▶ [REQUIRED WORK]
Rewrite these rows with "curled dry leaf" changed to "withered brown leaf" and everything else left as it is. Omit the pictures from your answer.
##### INFORMATION GIVEN
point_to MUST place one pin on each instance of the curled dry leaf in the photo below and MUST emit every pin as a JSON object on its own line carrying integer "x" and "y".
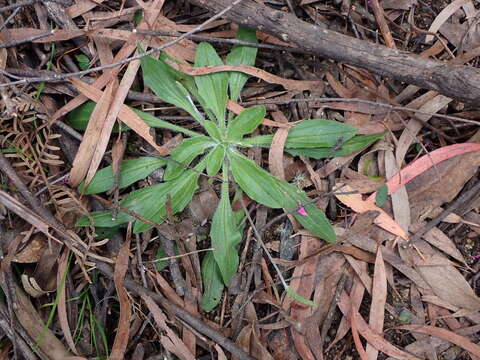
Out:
{"x": 121, "y": 338}
{"x": 370, "y": 335}
{"x": 357, "y": 204}
{"x": 444, "y": 334}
##########
▶ [TASK RESPONSE]
point_to MUST place one pin on each instance of the withered brown leaf in the photo below and MUST emit every pin as a JSON object on its own line carrying integer "x" and "y".
Out:
{"x": 121, "y": 338}
{"x": 370, "y": 335}
{"x": 357, "y": 204}
{"x": 444, "y": 334}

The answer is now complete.